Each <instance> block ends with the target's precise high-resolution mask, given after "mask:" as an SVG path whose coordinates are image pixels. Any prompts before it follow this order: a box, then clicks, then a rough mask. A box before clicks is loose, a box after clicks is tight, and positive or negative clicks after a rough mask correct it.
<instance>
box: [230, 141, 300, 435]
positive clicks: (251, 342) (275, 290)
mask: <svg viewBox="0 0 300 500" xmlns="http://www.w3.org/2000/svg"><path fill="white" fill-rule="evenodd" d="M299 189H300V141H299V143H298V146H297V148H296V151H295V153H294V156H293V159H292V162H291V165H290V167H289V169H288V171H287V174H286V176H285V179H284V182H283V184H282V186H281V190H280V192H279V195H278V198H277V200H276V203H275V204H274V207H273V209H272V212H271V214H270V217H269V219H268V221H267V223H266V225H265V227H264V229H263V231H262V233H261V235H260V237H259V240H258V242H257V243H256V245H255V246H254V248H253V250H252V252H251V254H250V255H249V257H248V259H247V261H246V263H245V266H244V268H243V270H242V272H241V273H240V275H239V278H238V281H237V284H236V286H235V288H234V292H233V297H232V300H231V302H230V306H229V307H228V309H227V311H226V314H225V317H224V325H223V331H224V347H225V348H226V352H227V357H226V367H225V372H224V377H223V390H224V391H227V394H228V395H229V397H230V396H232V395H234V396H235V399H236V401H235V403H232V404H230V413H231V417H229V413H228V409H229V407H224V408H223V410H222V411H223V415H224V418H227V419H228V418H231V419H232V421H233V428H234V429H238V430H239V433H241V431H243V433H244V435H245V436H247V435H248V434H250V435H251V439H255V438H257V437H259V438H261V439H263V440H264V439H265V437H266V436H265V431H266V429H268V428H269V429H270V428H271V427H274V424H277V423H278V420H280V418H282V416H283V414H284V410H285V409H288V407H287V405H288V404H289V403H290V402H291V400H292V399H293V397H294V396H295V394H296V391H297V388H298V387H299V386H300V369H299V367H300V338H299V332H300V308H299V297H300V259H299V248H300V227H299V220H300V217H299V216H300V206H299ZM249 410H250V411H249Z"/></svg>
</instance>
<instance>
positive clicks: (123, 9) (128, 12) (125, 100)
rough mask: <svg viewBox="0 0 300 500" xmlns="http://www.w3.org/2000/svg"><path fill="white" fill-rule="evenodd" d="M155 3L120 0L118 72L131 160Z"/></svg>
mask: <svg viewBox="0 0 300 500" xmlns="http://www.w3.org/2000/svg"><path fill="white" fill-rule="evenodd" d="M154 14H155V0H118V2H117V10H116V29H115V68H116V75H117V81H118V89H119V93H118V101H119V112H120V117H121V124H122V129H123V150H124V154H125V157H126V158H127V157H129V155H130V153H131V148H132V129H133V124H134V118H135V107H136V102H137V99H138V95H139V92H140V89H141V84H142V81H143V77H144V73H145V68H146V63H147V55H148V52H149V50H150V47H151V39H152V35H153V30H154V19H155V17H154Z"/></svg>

Consigne:
Reproduisez mot pour mot l'intégralité des données qui précèdent, sans y apporter la moindre modification.

Réponse attendue:
Each <instance> block ends with the target's precise high-resolution mask, given after "mask:" as an SVG path whose coordinates are image pixels. Any prompts before it follow this order: a box, then clicks, then a rough mask. A box before clicks is loose, a box after clicks is tight, and positive or negative clicks after a rough mask correct it.
<instance>
box: [230, 141, 300, 435]
positive clicks: (251, 342) (275, 290)
mask: <svg viewBox="0 0 300 500" xmlns="http://www.w3.org/2000/svg"><path fill="white" fill-rule="evenodd" d="M299 189H300V141H299V143H298V146H297V148H296V151H295V153H294V156H293V159H292V162H291V165H290V167H289V169H288V171H287V174H286V176H285V179H284V182H283V184H282V186H281V190H280V192H279V195H278V198H277V200H276V203H275V204H274V207H273V209H272V212H271V214H270V217H269V219H268V221H267V223H266V225H265V227H264V229H263V231H262V233H261V235H260V237H259V240H258V242H257V243H256V245H255V246H254V248H253V250H252V252H251V254H250V255H249V257H248V259H247V261H246V263H245V266H244V268H243V270H242V272H241V273H240V275H239V278H238V281H237V284H236V286H235V288H234V292H233V297H232V300H231V302H230V306H229V307H228V309H227V311H226V314H225V317H224V325H223V331H224V347H225V348H226V352H227V357H226V367H225V372H224V377H223V390H224V391H227V394H228V395H229V397H230V396H232V395H234V396H235V399H236V401H235V403H232V404H230V413H231V417H229V413H228V409H229V407H224V408H223V410H222V411H223V415H224V418H227V419H228V418H231V419H232V421H233V428H234V429H238V430H239V433H241V431H243V433H244V435H245V436H247V435H248V434H250V435H251V439H255V438H257V437H259V438H261V439H263V440H264V439H265V437H266V436H265V431H266V429H268V428H269V429H270V428H271V427H274V424H277V423H278V420H280V418H282V416H283V414H284V410H285V409H288V407H287V405H288V404H289V403H290V402H291V400H292V399H293V397H294V396H295V394H296V391H297V388H298V387H299V386H300V369H299V367H300V338H299V332H300V308H299V297H300V259H299V248H300V227H299V220H300V217H299V216H300V206H299ZM249 410H250V411H249Z"/></svg>
</instance>
<instance>
positive clicks: (123, 9) (128, 12) (125, 100)
rough mask: <svg viewBox="0 0 300 500" xmlns="http://www.w3.org/2000/svg"><path fill="white" fill-rule="evenodd" d="M155 3L120 0L118 72L131 160Z"/></svg>
mask: <svg viewBox="0 0 300 500" xmlns="http://www.w3.org/2000/svg"><path fill="white" fill-rule="evenodd" d="M154 14H155V0H118V2H117V10H116V29H115V68H116V75H117V81H118V89H119V93H118V101H119V112H120V117H121V124H122V129H123V150H124V154H125V157H126V158H127V157H129V155H130V153H131V148H132V129H133V124H134V118H135V107H136V102H137V99H138V95H139V92H140V89H141V84H142V81H143V77H144V73H145V68H146V63H147V55H148V52H149V50H150V47H151V39H152V35H153V30H154V19H155V17H154Z"/></svg>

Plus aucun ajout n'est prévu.